GOAL OF THE EXERCISE –
Quote the entries from the line with "If you would be willing to mark the muscular thigh" through the end of the entries, reproducing each line precisely.

(Excerpt from a dataset)
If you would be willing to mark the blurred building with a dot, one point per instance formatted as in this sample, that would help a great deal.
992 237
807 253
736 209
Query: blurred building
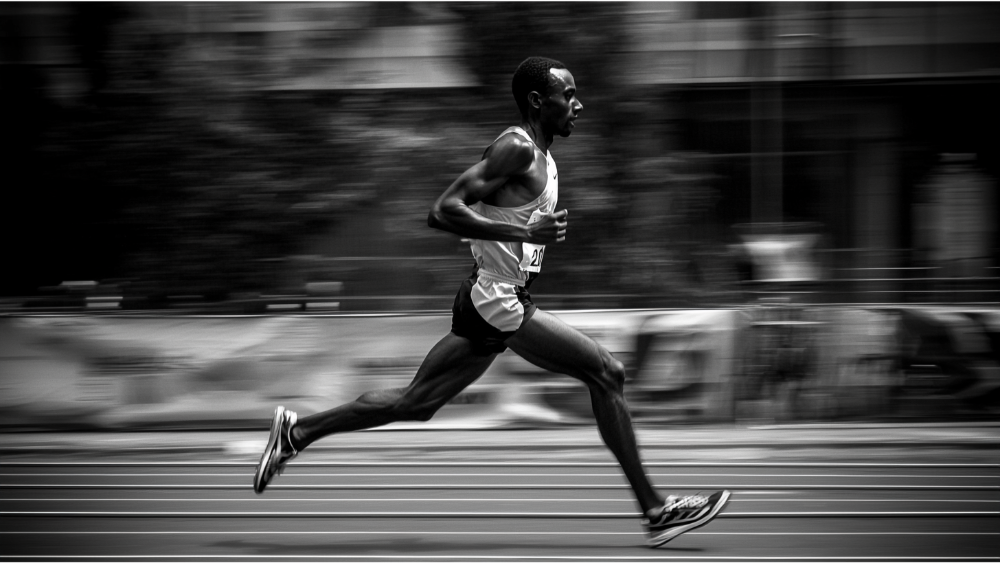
842 115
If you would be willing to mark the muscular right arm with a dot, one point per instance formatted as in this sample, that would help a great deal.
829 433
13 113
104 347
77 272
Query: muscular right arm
510 157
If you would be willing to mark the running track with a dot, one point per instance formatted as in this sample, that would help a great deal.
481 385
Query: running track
483 504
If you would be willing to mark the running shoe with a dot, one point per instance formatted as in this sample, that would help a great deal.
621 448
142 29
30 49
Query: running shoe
279 450
683 514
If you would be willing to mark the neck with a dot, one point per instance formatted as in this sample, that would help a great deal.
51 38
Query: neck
534 130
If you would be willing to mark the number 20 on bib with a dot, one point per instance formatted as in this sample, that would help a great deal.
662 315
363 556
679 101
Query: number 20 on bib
532 254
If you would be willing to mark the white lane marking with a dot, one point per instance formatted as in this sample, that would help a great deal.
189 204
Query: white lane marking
473 557
553 475
306 463
499 486
369 499
476 533
457 515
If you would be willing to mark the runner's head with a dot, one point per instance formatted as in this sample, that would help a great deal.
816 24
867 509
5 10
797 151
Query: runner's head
545 90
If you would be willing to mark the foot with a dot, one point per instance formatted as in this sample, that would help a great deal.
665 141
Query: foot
279 450
682 514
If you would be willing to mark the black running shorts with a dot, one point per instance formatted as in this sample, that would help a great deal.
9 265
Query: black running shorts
488 312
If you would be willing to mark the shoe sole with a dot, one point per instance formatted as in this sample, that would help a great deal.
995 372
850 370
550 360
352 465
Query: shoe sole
674 532
259 482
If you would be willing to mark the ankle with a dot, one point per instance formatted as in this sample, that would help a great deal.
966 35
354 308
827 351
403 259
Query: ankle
295 439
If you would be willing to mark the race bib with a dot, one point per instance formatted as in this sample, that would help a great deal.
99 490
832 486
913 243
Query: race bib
532 254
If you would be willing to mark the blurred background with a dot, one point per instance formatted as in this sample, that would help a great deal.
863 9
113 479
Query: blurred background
780 210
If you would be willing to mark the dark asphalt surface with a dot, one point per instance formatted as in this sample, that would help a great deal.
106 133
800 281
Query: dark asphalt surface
805 493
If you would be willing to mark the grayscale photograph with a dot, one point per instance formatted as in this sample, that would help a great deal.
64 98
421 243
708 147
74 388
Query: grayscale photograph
500 280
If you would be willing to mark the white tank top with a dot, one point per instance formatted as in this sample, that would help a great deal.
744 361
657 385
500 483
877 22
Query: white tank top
513 262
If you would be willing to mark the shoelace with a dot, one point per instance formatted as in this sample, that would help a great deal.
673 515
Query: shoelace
693 501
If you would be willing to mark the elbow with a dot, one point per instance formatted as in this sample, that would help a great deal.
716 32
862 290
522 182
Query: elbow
435 218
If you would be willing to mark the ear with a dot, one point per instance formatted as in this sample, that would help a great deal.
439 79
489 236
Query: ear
534 99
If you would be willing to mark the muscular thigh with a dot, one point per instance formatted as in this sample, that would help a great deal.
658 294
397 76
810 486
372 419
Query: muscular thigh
449 367
549 343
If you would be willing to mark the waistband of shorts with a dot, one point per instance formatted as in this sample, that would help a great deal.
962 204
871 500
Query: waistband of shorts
501 278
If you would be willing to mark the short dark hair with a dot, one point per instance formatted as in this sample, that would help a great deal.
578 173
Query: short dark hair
532 75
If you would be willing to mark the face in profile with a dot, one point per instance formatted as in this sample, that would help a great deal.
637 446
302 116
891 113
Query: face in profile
560 106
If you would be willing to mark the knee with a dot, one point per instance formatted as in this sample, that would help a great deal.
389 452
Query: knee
612 374
415 410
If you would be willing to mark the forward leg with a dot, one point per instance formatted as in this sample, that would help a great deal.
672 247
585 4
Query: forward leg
551 344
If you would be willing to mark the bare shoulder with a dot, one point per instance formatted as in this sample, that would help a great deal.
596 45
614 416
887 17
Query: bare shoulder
511 154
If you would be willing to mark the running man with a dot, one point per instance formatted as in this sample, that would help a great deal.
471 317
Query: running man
506 204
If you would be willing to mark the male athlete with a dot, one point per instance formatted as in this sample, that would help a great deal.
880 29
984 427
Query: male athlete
506 204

SOLVED PROBLEM –
If you would be willing to mark the muscular thigh with a dot, one point per instance formatted as in this sample, that would help a great deal.
658 294
397 76
810 486
372 419
Query: muscular thigh
449 367
549 343
If you would be willing to mark the waistband of shorts with a dot, one point per instance formatted as in this sample, that would help a great deal.
962 204
871 500
Query: waistband of shorts
501 278
If you would be willing to mark the short dark hair with a dot, one point per instance formatted as in this sample, that would help a great deal.
578 173
Query: short dark hair
532 75
If you would be willing to mark the face in profile with a dot, one point per instance formatted as in this sample, that would help a great deal.
637 446
302 116
891 113
Query: face in profile
560 106
If you would be willing to mark the knee with a dot, one point per instance formatted as in this sample, that would help a great deal.
389 452
Query: knee
612 374
415 410
If you would be willing to mark the forward leg with a dot, one point per instance formatted as in this sample, that would help a great deal.
672 247
585 4
Query: forward leg
551 344
If you would be willing to mark the bare shoulder with a dot, one point per instance formatted as in this sample, that would help a great deal.
596 45
614 416
887 17
Query: bare shoulder
511 154
If you would be willing to mark the running man with a dot, one point per instance formatted as in this sample, that would help a great deal.
471 317
Query: running man
506 204
If you would be willing to mark the male athlete with a dot, one point per instance formatted as in this sample, that would help a great deal.
880 29
984 427
Query: male athlete
506 204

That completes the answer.